§ Provided data:

Segment Open

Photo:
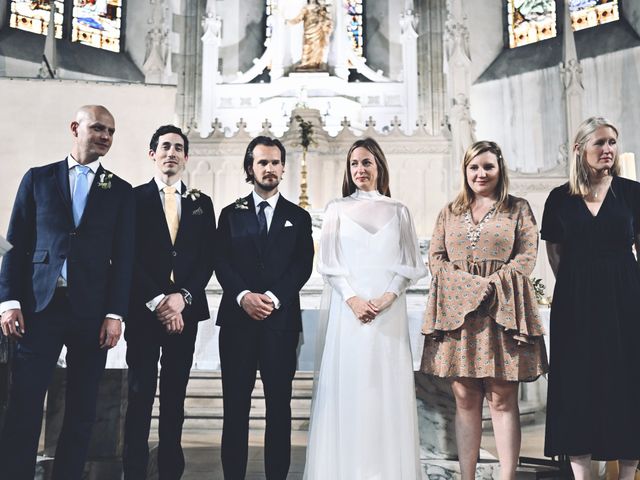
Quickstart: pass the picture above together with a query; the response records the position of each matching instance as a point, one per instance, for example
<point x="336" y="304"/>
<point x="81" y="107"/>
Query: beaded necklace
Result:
<point x="473" y="231"/>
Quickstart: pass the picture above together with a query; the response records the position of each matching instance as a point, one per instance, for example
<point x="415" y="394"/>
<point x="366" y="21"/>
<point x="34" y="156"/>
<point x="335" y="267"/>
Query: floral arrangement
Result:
<point x="539" y="289"/>
<point x="306" y="132"/>
<point x="241" y="204"/>
<point x="194" y="193"/>
<point x="104" y="181"/>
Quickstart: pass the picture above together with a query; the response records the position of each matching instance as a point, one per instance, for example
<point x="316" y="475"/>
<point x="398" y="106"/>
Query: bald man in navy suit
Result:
<point x="66" y="282"/>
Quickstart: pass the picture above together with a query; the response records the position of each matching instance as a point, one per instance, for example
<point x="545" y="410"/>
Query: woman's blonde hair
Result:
<point x="465" y="197"/>
<point x="578" y="168"/>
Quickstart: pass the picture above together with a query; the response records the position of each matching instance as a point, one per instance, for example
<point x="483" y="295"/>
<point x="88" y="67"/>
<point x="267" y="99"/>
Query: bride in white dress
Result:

Segment Closed

§ Assignment: Hand back the records above exactly as they are, pictures excluded.

§ Task response:
Photo:
Quickstart: pass the picture above together with a query; the response records the position of each matching instance as a point, one per instance, for example
<point x="336" y="304"/>
<point x="81" y="107"/>
Query: beaded necklace
Result:
<point x="473" y="231"/>
Quickstart: pass the picture above together with a query; the response records the position of each matching instance as a point, one per instance, for example
<point x="415" y="394"/>
<point x="366" y="21"/>
<point x="34" y="156"/>
<point x="335" y="267"/>
Query: floral arrangement
Result:
<point x="539" y="289"/>
<point x="306" y="132"/>
<point x="241" y="204"/>
<point x="194" y="193"/>
<point x="104" y="181"/>
Quickstart: pass the picture above together with a query; the response records the position of each matching instance as a point, one per instance, for example
<point x="316" y="475"/>
<point x="398" y="106"/>
Query: bald man in navy suit
Result:
<point x="66" y="282"/>
Quickstart: pass the picture above together with a query; the response records the position of each matching instance as a point, one per instance, for example
<point x="545" y="410"/>
Query: woman's blonde hair
Result:
<point x="465" y="197"/>
<point x="578" y="168"/>
Quickstart: pass the picture above together with a query; the response records the position of each matching instance as a point, one per instance, for example
<point x="483" y="295"/>
<point x="88" y="67"/>
<point x="267" y="99"/>
Query: bride in white dress
Result:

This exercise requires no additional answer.